**Provided text**
--- --- ---
On this basis, he appealed to voters to stop the flood of immigrants
out of solidarity and tolerance with homosexuals and
concern for the defence of their own noble culture.
The cynical character of this political argument is underlined
by the fact that the government under social democrat Wim Kok
had already heightened restrictive regulations on asylum and immigration
to such an extent that the flood of refugees had declined
to a trickle well before the election. According to immigration
authorities, only 8,000 refugees succeeded in crossing the Dutch
border and applying for asylum in the first half of 2002. Of these,
only one quarter had any prospect of being allowed to remain in
the Netherlands.
A dog-eat-dog society
Pim Fortuyn was the political and personal incarnation of the
pushy parvenus, a typical representative of a small social layer
that had grown rich in the 1990s on the wave of stock market speculation
and on the basis of business deals that were often as crooked
as they were lucrative. Quite a few of these nouveaux riches have
tried to make up for their youthful sins in the radical protest
movements of the 1970s by embarking on an unprincipled political
career in the society they had once criticized.
--- --- ---
**Supplied records**
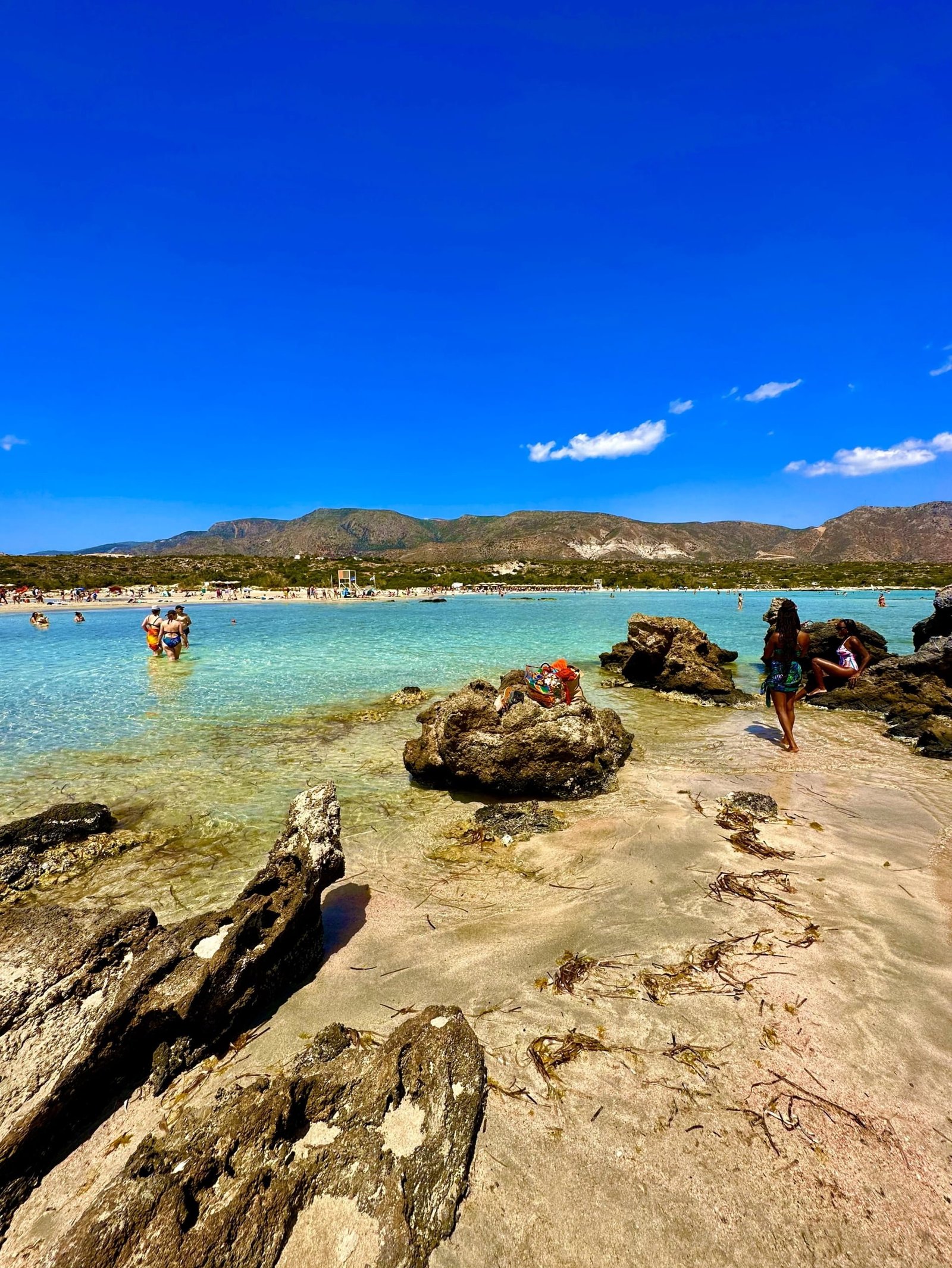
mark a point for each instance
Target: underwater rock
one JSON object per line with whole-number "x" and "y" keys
{"x": 671, "y": 654}
{"x": 913, "y": 693}
{"x": 565, "y": 751}
{"x": 759, "y": 805}
{"x": 938, "y": 623}
{"x": 409, "y": 698}
{"x": 518, "y": 821}
{"x": 93, "y": 998}
{"x": 361, "y": 1152}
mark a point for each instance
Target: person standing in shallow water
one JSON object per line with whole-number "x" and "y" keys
{"x": 785, "y": 646}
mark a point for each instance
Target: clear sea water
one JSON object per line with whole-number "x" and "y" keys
{"x": 88, "y": 686}
{"x": 207, "y": 754}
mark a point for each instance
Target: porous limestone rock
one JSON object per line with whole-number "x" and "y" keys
{"x": 938, "y": 623}
{"x": 358, "y": 1154}
{"x": 671, "y": 654}
{"x": 93, "y": 998}
{"x": 565, "y": 751}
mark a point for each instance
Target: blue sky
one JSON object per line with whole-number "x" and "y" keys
{"x": 259, "y": 258}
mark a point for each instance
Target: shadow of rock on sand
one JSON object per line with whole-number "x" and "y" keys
{"x": 762, "y": 732}
{"x": 344, "y": 913}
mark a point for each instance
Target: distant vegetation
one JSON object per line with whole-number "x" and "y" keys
{"x": 65, "y": 572}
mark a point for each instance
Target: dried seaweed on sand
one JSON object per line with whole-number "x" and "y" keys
{"x": 752, "y": 888}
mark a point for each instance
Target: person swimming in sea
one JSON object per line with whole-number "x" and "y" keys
{"x": 785, "y": 648}
{"x": 152, "y": 626}
{"x": 170, "y": 632}
{"x": 852, "y": 658}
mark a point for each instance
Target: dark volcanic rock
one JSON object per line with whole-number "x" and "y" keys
{"x": 566, "y": 751}
{"x": 519, "y": 821}
{"x": 56, "y": 841}
{"x": 93, "y": 998}
{"x": 938, "y": 623}
{"x": 355, "y": 1152}
{"x": 60, "y": 823}
{"x": 671, "y": 654}
{"x": 913, "y": 693}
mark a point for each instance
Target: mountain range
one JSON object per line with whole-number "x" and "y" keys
{"x": 912, "y": 534}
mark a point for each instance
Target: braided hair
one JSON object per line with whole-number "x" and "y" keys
{"x": 788, "y": 629}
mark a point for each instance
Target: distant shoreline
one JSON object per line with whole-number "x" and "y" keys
{"x": 419, "y": 595}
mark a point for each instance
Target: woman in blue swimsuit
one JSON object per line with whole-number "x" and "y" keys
{"x": 786, "y": 645}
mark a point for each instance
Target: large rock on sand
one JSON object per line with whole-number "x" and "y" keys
{"x": 938, "y": 623}
{"x": 355, "y": 1155}
{"x": 93, "y": 1000}
{"x": 671, "y": 654}
{"x": 913, "y": 693}
{"x": 565, "y": 751}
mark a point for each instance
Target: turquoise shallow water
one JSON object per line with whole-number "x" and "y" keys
{"x": 94, "y": 685}
{"x": 205, "y": 756}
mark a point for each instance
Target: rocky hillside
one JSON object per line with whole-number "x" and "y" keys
{"x": 870, "y": 533}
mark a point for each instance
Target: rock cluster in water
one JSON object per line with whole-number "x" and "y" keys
{"x": 354, "y": 1152}
{"x": 94, "y": 1000}
{"x": 57, "y": 844}
{"x": 915, "y": 693}
{"x": 563, "y": 751}
{"x": 938, "y": 623}
{"x": 671, "y": 654}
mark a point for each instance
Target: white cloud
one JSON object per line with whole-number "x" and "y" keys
{"x": 866, "y": 461}
{"x": 769, "y": 391}
{"x": 609, "y": 444}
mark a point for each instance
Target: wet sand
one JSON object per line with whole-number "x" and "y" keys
{"x": 801, "y": 1120}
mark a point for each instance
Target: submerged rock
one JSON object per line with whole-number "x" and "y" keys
{"x": 355, "y": 1152}
{"x": 519, "y": 821}
{"x": 824, "y": 641}
{"x": 913, "y": 693}
{"x": 759, "y": 805}
{"x": 671, "y": 654}
{"x": 565, "y": 751}
{"x": 93, "y": 998}
{"x": 938, "y": 623}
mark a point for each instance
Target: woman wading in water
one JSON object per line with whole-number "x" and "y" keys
{"x": 786, "y": 645}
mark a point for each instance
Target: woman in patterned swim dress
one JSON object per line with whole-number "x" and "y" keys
{"x": 786, "y": 645}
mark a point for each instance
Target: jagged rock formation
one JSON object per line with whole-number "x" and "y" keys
{"x": 355, "y": 1152}
{"x": 565, "y": 751}
{"x": 913, "y": 693}
{"x": 93, "y": 1000}
{"x": 669, "y": 654}
{"x": 56, "y": 844}
{"x": 759, "y": 805}
{"x": 938, "y": 623}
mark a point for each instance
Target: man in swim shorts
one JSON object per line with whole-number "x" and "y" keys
{"x": 170, "y": 630}
{"x": 152, "y": 626}
{"x": 186, "y": 621}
--- --- ---
**Instruction**
In the passage on Pim Fortuyn, turn the paragraph beginning "Pim Fortuyn was the political" into a short bulleted list that keeps its main facts.

**Full response**
- Pim Fortuyn was the political and personal embodiment of the pushy parvenus.
- He was typical of a small social layer that grew rich in the 1990s through stock market speculation and business deals that were often as crooked as they were lucrative.
- Many of these nouveaux riches had joined the radical protest movements of the 1970s. They tried to make up for those youthful sins by starting unprincipled political careers in the society they had once criticized.